» EXERCISE AIM:
Continue the opinion piece on the reaction to Trump's election, writing on from its final paragraph.

It's false hope to think that once the jobs come back and NAFTA gets cancelled the appeal of The Donald will fade. Trump was a social reaction more than an economic one. It wasn't just the economically dilapidated rust-belt who voted for him. Nor was it just the pitch-fork waving loonies: a significant chunk of college-educated America ticked his box.

Post-Tuesday night, my reaction has been to shut myself off from the world. It is a reality too bitter to contemplate. I, in dramatic fashion, have deleted my news apps, cancelled my news subscriptions and reached DEFCON 1 by unplugging my radio, silencing the Today programme. Sorry John Humphries, I can't cope with your raspy truth. Not yet, anyway. I had to stop myself reciting W.H Auden's 'Stop all the clocks' from a windswept heath, while wearing a black cashmere cape.

But we all need to face the reality Trump has exposed. There is a very serious risk of humankind halting its march toward a more enlightened place and taking refuge in the shadows. People are scared, and some are angry, and we need to quickly understand why. History is hammering us over the head with the lessons of what happens when we go backwards, divide and round-on each other.

» RECORD EXTRACTS:
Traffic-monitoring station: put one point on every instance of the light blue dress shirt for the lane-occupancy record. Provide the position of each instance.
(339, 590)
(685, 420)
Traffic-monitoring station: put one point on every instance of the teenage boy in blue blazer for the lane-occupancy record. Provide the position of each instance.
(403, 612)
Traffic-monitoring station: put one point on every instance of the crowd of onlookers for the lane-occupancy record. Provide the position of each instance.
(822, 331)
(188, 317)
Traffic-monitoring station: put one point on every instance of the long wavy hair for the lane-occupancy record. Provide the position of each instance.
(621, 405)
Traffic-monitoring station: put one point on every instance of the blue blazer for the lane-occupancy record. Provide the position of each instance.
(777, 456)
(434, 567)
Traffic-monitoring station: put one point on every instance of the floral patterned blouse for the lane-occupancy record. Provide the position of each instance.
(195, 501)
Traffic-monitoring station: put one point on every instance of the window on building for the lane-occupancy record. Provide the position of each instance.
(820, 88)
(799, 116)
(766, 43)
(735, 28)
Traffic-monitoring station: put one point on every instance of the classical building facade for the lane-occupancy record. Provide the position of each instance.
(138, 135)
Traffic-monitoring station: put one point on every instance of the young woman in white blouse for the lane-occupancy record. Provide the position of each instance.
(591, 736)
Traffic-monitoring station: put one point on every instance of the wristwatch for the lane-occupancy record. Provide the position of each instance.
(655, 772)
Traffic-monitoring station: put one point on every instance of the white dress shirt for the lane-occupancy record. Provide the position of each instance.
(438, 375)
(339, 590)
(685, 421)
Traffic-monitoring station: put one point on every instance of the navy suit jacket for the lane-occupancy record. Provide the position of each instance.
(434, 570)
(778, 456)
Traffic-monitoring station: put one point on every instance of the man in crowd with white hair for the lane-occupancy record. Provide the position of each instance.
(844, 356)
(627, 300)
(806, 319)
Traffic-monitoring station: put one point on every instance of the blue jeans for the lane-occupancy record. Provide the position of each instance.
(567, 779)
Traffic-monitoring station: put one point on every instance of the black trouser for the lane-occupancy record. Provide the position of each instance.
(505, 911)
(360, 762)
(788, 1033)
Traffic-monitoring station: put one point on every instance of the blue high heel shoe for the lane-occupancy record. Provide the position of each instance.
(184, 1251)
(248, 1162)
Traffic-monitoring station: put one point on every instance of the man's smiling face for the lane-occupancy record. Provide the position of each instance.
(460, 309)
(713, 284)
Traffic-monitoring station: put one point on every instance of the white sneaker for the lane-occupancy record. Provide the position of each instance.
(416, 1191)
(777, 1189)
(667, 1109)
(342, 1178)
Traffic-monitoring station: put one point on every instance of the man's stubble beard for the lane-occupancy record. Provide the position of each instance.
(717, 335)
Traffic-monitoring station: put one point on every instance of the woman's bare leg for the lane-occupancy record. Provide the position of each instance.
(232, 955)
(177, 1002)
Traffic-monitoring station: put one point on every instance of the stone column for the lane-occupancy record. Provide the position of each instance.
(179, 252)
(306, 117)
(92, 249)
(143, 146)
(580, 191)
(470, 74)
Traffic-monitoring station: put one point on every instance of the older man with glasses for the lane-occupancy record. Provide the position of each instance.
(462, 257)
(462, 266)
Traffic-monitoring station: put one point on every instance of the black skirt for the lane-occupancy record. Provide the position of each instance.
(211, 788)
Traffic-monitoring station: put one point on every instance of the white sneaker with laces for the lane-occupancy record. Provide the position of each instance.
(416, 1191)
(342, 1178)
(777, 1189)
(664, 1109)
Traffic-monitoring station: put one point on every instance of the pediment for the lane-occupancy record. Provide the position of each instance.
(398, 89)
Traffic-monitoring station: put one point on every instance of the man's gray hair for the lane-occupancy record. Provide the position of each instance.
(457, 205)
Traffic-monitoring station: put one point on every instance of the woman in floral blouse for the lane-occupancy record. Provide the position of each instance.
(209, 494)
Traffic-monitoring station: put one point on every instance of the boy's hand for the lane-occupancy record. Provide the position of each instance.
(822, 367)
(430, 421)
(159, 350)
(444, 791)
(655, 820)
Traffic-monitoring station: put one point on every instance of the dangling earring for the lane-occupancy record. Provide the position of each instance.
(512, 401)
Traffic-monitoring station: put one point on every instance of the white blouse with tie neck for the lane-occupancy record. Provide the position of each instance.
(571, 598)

» EXERCISE ANSWER:
Minds should not straight away turn to the economic benefit for Britain of a Trump victory and the possibility of a free trade treaty. If we ignore, even for a second, our duty to prevent further social dislocation in Britain, we won't have a nation to benefit from tariff-free Teslas.

I will soon turn on the radio and re-join the real world. I am not looking forward to it. But in truth, I am missing the 6-am beeps. The one benefit from Donald's win is that people may take my warnings a little more seriously in the future. I may be elevated in people's estimation from 'loon' to 'sage'. Given my new status, I must dress accordingly. The black cape may come in handy, after all. But I may accessorise it with a tin hat, just in case...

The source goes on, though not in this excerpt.